Sam Savage finds that his sorrow has subsided a bit.

"It's become more bearable. My appetite is back and I can sleep through the night again. But it's still there," said Savage, 27, of Minneapolis. "Time heals, but a death, particularly a suicide, you carry with you."

Savage's brother Jack, 24, killed himself in April after struggling with depression.

The family didn't want flowers for Jack, whom they describe as artistic and kind. Instead, they used Jack's obituary to ask for memorial donations to NAMI, the National Alliance on Mental Illness.

"Putting in that NAMI request let people know," said Savage. "My family didn't feel like we needed to hide the suicide. It's silly to lie. If the family is open about it, then everyone else can be. It helps all of us."

By its very nature, a suicide is shocking and sudden. And it has almost always been shrouded in euphemism or outright deceit. Even family members and close friends may not be told the painful truth. But more families are choosing to acknowledge when suicide is the cause of death.

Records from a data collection
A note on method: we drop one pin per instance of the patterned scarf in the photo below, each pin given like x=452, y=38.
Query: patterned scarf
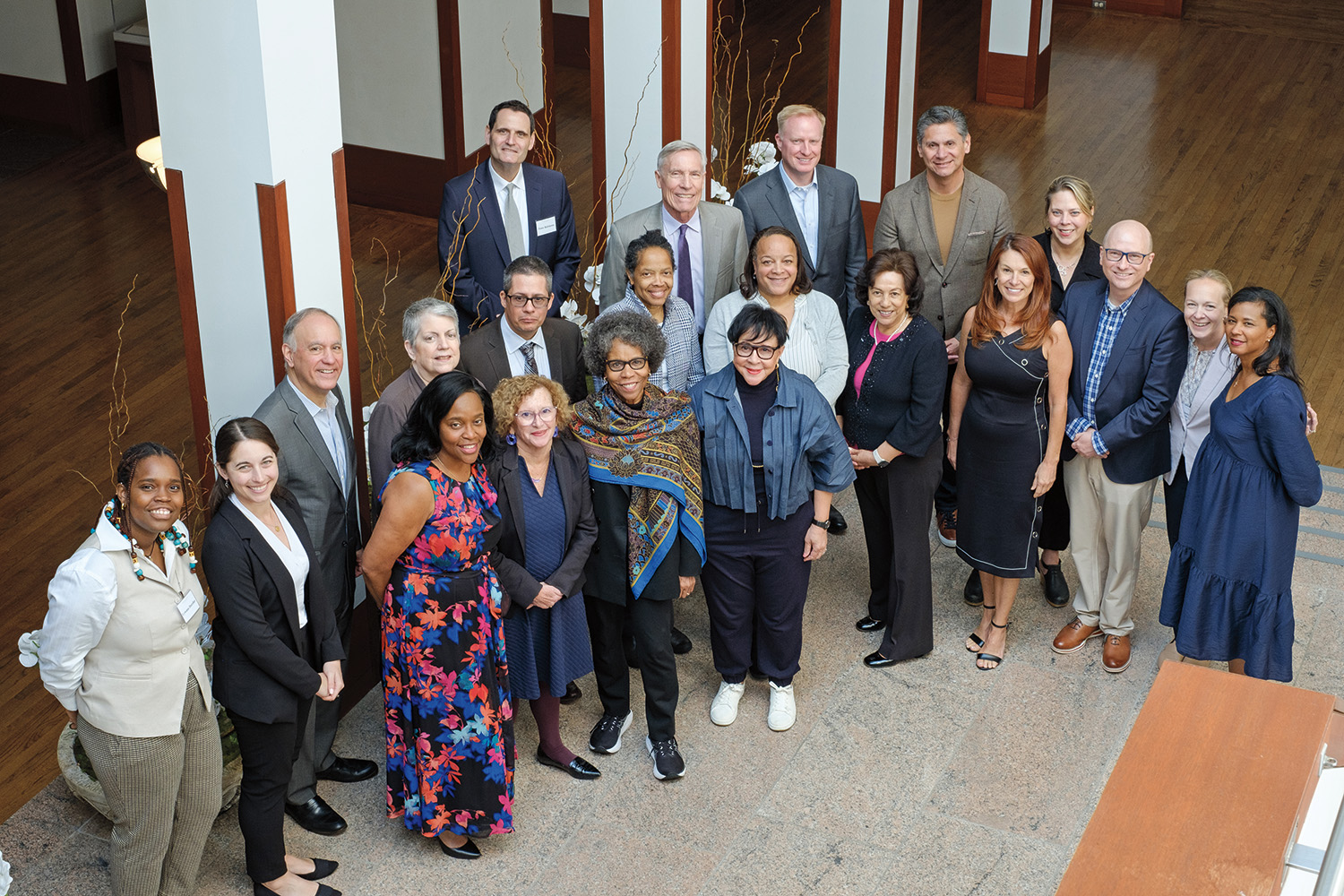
x=655, y=449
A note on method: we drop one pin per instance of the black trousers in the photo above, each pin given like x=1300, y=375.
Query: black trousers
x=895, y=503
x=268, y=753
x=755, y=582
x=650, y=624
x=1175, y=497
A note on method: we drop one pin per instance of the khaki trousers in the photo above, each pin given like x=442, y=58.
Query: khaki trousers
x=1107, y=524
x=164, y=797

EXERCISE INSTRUCTIONS —
1: According to the article on Jack Savage's suicide, why did his family ask for donations to NAMI in his obituary? Answer in one to three sentences.
2: From the article on Jack Savage's suicide, repeat the text between "Savage's brother Jack, 24, killed" and "cause of death.", inclusive.

SOLUTION SET —
1: Sam Savage says the NAMI request let people know about the suicide, because the family didn't feel they needed to hide it and thought lying would be silly. He adds that if the family is open about it, everyone else can be too, which helps all of them.

2:
Savage's brother Jack, 24, killed himself in April after struggling with depression.

The family didn't want flowers for Jack, whom they describe as artistic and kind. Instead, they used Jack's obituary to ask for memorial donations to NAMI, the National Alliance on Mental Illness.

"Putting in that NAMI request let people know," said Savage. "My family didn't feel like we needed to hide the suicide. It's silly to lie. If the family is open about it, then everyone else can be. It helps all of us."

By its very nature, a suicide is shocking and sudden. And it has almost always been shrouded in euphemism or outright deceit. Even family members and close friends may not be told the painful truth. But more families are choosing to acknowledge when suicide is the cause of death.